■ TEXT BLOCK
Which option is faster...

Mon Aug 5 10:09:32 PDT 2013

On Monday, 5 August 2013 at 17:04:36 UTC, monarch_dodra wrote:
> On Monday, 5 August 2013 at 15:18:42 UTC, John Colvin wrote:
>>
>> better:
>>
>> foreach (...)
>> {
>>    auto tmp = std.string.tolower(fext[0]);
>>    if(tmp == "doc" || tmp == "docx"
>>       || tmp == "xls" || tmp == "xlsx"
>>       || tmp == "ppt" || tmp == "pptx")
>>    {
>>        continue;
>>    }
>> }
>>
>> but still not super-fast as (unless the compiler is very 
>> clever) it still means multiple passes over tmp. Also, it 
>> converts the whole string to lower case even when it's not 
>> necessary.
>>
>> If you have large numbers of possible matches you will 
>> probably want to be clever with your data structures / 
>> algorithms. E.g.
>>
>> You could create a tree-like structure to quickly eliminate 
>> possibilities as you read successive letters. You read one 
>> character, follow the appropriate branch, check if there are 
>> any further branches, if not then no match and break. Else, 
>> read the next character and follow the appropriate branch and 
>> so on.... Infeasible for large (or even medium-sized) 
>> character-sets without hashing, but might be pretty fast for 
>> a-z and a large number of short strings.

Excerpts from location labeling data:
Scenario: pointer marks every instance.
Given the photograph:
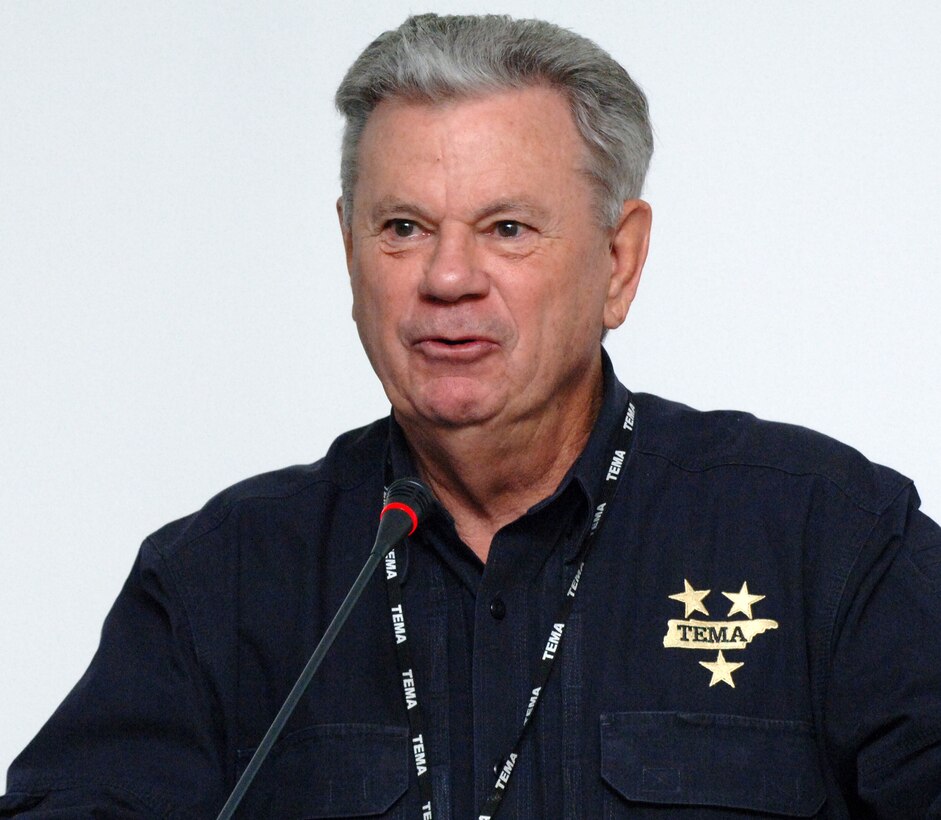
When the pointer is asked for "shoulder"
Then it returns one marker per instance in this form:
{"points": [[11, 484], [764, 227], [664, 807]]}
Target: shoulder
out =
{"points": [[352, 460], [727, 441]]}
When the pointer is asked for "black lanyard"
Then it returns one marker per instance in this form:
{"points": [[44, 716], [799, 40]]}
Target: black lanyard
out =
{"points": [[619, 445]]}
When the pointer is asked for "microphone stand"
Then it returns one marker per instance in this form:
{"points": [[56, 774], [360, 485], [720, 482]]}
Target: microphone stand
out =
{"points": [[408, 500], [302, 682]]}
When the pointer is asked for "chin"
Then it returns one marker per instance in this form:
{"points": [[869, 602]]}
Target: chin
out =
{"points": [[456, 405]]}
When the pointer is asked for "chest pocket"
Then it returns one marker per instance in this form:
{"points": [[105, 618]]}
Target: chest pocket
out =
{"points": [[338, 770], [721, 763]]}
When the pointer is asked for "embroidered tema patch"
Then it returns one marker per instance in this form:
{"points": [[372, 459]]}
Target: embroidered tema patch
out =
{"points": [[737, 634]]}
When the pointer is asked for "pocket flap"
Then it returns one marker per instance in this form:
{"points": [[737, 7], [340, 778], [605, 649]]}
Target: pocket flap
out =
{"points": [[337, 770], [731, 761]]}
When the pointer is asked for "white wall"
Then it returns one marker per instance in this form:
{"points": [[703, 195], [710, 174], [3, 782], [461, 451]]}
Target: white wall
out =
{"points": [[174, 313]]}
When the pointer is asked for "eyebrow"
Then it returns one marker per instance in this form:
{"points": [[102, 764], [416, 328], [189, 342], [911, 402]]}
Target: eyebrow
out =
{"points": [[388, 206], [524, 206]]}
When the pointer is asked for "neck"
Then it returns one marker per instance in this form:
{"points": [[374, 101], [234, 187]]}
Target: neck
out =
{"points": [[489, 475]]}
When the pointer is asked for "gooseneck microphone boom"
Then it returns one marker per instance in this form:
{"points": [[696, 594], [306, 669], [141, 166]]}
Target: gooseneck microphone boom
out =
{"points": [[406, 504]]}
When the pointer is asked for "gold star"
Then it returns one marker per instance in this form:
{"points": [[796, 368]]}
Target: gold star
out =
{"points": [[721, 670], [692, 599], [742, 600]]}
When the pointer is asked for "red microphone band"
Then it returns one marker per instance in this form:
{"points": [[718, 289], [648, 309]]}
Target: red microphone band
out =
{"points": [[398, 505]]}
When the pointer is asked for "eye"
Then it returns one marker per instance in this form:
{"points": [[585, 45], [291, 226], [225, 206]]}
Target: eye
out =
{"points": [[402, 228], [508, 229]]}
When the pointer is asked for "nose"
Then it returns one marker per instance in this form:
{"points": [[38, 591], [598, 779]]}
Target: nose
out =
{"points": [[452, 271]]}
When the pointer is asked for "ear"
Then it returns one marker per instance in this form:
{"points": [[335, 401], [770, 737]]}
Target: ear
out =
{"points": [[628, 248], [347, 235]]}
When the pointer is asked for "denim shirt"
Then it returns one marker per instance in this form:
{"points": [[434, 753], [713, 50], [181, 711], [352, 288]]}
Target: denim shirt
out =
{"points": [[756, 633]]}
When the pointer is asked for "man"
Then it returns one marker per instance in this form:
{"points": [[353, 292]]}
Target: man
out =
{"points": [[619, 607]]}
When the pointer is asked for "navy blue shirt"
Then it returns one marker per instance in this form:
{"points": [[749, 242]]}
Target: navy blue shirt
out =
{"points": [[756, 633]]}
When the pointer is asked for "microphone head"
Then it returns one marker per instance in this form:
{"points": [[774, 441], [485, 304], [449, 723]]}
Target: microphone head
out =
{"points": [[412, 493]]}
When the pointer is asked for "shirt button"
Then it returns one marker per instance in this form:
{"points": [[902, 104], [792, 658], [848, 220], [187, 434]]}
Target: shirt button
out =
{"points": [[498, 608]]}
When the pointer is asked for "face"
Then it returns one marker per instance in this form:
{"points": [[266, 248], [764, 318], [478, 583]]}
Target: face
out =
{"points": [[481, 278]]}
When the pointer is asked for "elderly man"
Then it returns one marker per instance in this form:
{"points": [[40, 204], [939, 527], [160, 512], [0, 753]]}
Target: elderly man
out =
{"points": [[618, 607]]}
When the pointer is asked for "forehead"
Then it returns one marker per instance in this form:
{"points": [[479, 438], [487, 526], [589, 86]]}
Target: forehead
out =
{"points": [[515, 139]]}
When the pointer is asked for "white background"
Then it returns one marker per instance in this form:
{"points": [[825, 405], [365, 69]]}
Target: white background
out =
{"points": [[174, 313]]}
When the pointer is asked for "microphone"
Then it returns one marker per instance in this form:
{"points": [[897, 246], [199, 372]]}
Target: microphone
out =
{"points": [[407, 502]]}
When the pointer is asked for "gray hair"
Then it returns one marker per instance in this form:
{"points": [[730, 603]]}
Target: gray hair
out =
{"points": [[431, 58]]}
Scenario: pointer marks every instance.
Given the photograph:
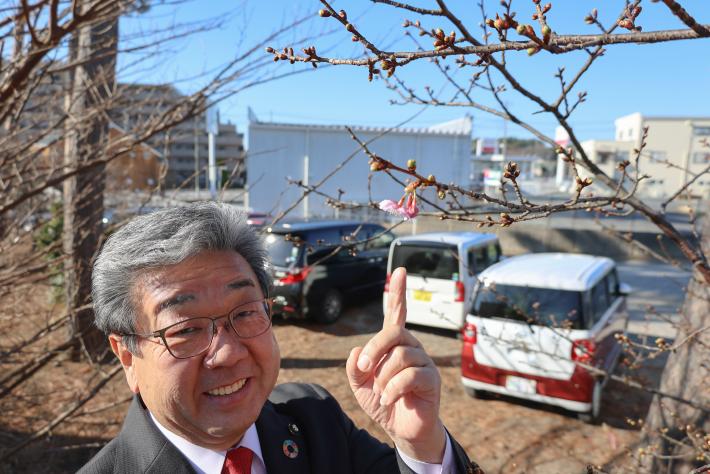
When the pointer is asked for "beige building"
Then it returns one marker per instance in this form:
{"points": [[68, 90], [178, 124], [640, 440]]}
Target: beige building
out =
{"points": [[677, 149]]}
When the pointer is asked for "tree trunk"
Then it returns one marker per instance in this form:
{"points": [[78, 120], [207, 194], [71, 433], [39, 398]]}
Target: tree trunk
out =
{"points": [[93, 82], [686, 375]]}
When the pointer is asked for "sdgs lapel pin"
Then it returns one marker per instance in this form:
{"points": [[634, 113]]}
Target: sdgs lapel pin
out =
{"points": [[290, 449]]}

■ WORK TO DO
1. Answer these about the forum thread on faster string matching:
(a) Which function does the quoted code use to make a lower-case copy of fext[0]?
(b) Which two drawbacks does the thread say the "better" version still has?
(c) For what kind of input might the tree-like structure be pretty fast?
2. Carry on the forum thread about faster string matching from the point after its final sentence.

■ ANSWERS TO THE EXERCISES
1.
(a) std.string.tolower
(b) Unless the compiler is very clever, it still makes multiple passes over tmp, and it converts the whole string to lower case even when that isn't necessary.
(c) For a-z and a large number of short strings.

2.
>
> Arguably, you'd do even better with:
> foreach (...)
> {
>     auto tmp = std.string.tolower(fext[0]);
>     switch(tmp)
>     {
>         case "doc", "docx":
>         case "xls", "xlsx":
>         case "ppt", "pptx":
>             continue;
>         default:
>     }
> }
>
> Since it gives the compiler more wiggle room to optimize things 
> as it wishes. For example, it *could* (who knows :D !) 
> implement the switch as a hash table, or a tree.
>
> BTW, a very convenient "tree-like" structure that could be used 
> is a "heap": it is a basic binary tree, but stored inside an 
> array. You could build it during compilation, and then simply 
> search it.
>
> A possible optimization is to first switch on string length:
>
> foreach (...)
> {
>     auto tmp = std.string.tolower(fext[0]);
>     switch(tmp.length)
>     {
>         case 3:
>         switch(tmp)
>         {
>             case "doc", "xls", "ppt":
>                 continue;
>             default:
>         }
>         break;
>
>         case 4:
>         switch(tmp)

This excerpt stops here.